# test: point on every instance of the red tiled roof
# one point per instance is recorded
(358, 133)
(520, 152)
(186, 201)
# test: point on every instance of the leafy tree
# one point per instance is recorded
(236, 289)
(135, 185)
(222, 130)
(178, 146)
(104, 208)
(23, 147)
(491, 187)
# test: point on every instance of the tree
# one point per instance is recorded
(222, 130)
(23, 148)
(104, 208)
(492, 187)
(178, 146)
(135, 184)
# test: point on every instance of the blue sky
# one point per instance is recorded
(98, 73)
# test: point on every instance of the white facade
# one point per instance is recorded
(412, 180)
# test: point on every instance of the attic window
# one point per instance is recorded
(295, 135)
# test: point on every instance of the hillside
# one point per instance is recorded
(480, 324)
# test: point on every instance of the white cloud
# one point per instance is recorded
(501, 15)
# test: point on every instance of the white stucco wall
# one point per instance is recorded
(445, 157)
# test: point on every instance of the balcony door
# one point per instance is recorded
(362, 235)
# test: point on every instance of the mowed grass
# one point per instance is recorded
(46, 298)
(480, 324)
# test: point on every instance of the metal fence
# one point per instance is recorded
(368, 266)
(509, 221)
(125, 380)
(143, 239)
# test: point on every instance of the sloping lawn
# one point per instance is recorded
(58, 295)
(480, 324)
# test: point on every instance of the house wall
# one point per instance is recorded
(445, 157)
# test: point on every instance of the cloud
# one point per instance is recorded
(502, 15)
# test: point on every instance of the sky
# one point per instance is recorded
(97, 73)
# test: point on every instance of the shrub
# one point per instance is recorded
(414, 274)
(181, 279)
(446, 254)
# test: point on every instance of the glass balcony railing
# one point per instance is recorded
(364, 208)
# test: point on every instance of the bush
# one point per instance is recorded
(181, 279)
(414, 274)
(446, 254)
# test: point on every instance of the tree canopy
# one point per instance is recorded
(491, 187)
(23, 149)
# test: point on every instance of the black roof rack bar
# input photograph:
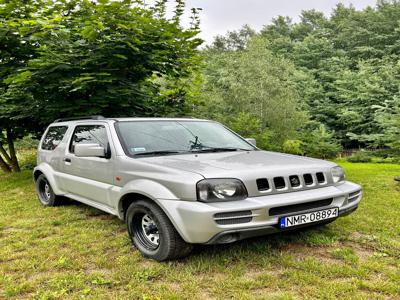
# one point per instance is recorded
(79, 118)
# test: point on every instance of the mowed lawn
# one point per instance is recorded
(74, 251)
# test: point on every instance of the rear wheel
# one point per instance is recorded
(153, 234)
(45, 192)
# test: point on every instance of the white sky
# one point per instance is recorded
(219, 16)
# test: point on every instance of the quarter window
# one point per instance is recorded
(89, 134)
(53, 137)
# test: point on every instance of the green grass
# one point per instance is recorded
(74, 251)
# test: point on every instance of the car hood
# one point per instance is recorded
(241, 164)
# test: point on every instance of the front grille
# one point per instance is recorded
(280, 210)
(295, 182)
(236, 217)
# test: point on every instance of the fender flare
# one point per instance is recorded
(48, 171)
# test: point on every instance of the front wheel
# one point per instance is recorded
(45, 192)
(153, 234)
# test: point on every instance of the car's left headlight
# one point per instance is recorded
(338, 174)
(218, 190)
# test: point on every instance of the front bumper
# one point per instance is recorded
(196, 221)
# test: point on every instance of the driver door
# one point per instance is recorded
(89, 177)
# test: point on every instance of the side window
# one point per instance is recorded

» Work required
Rewrite every one of the records above with "instance" changed to "occurrence" throughout and everything else left as it is, omitting the pictures from your answer.

» Problem solution
# test: point on every occurrence of the red tiled roof
# one point per occurrence is recorded
(358, 133)
(520, 152)
(186, 201)
# test: point on every occurrence of the leafy tree
# one point per occurrence is recorded
(236, 289)
(135, 185)
(222, 130)
(178, 146)
(104, 208)
(23, 147)
(491, 187)
# test: point on every occurrence of the tree
# one point per occurrence is recorded
(222, 130)
(23, 148)
(104, 208)
(492, 187)
(178, 146)
(135, 184)
# test: point on every occurrence of the blue sky
# one point per occurrence is recorded
(98, 73)
# test: point on every occurrence of the white facade
# one point per occurrence is recorded
(412, 180)
# test: point on every occurrence of the attic window
# one point per occurrence is recorded
(295, 135)
# test: point on every occurrence of the hillside
# one point per occurrence is recorded
(480, 324)
# test: point on every occurrence of the white cloud
# one point per occurrence is recorded
(501, 15)
# test: point on every occurrence of the white stucco wall
# one point per occurrence is recorded
(445, 157)
# test: point on every occurrence of the balcony door
# one point per occurrence is recorded
(362, 235)
# test: point on every occurrence of the mowed grass
# one point per occurrence is recorded
(46, 298)
(480, 324)
# test: point on every occurrence of the metal fence
# one point per occurrence is recorded
(368, 266)
(509, 221)
(125, 380)
(143, 239)
# test: point on every occurrence of the sloping lawn
# one point per occurrence is recorded
(58, 295)
(480, 324)
# test: point on every occurrence of the house wall
# one point per occurrence is recorded
(445, 157)
# test: point on every occurrence of the cloud
# one point per occurrence is recorded
(502, 15)
# test: point on every occurrence of the sky
# one point per occurrence is recorded
(97, 73)
# test: point on every occurrence of the shrub
# one point per occurrence is recorded
(414, 274)
(181, 279)
(446, 254)
# test: point on every occurrence of the glass balcony railing
# one point per occurrence is recorded
(364, 208)
# test: point on every occurrence of the bush
# one point per occurrence is recorded
(181, 279)
(414, 274)
(446, 254)
# test: point on every occurrence of the tree canopy
# one point per occurrence is recorded
(491, 187)
(23, 149)
# test: point on every occurrence of the black roof rack bar
# input photograph:
# one point per occurrence is recorded
(79, 118)
# test: point on every occurrence of the mowed lawn
# one point per occurrence is recorded
(74, 251)
# test: point on every occurrence of the rear wheel
# one point per occurrence is recorded
(153, 234)
(45, 192)
# test: point on every occurrence of the white sky
# one point per occurrence is recorded
(219, 16)
# test: point on every occurrence of the quarter window
# one point per occurrence is recorded
(89, 134)
(53, 137)
# test: point on every occurrence of the green grass
# one point per occurrence is recorded
(74, 251)
# test: point on every occurrence of the car hood
# one point per occurrence is recorded
(241, 164)
# test: point on every occurrence of the front grille
# one point per occurrence is recorded
(280, 210)
(295, 182)
(236, 217)
# test: point on every occurrence of the fender flare
# one point per occurrence is recorded
(48, 171)
# test: point on every occurrence of the front wheel
# one point per occurrence is recorded
(45, 192)
(153, 234)
# test: point on every occurrence of the car's left headlight
# one point per occurrence is recorded
(338, 174)
(218, 190)
# test: point on every occurrence of the front bumper
# one point per occurrence is recorded
(196, 221)
# test: point on every occurrence of the driver door
# one point per occurrence is recorded
(89, 177)
# test: point on every occurrence of the side window
# one point per occurrence is recorded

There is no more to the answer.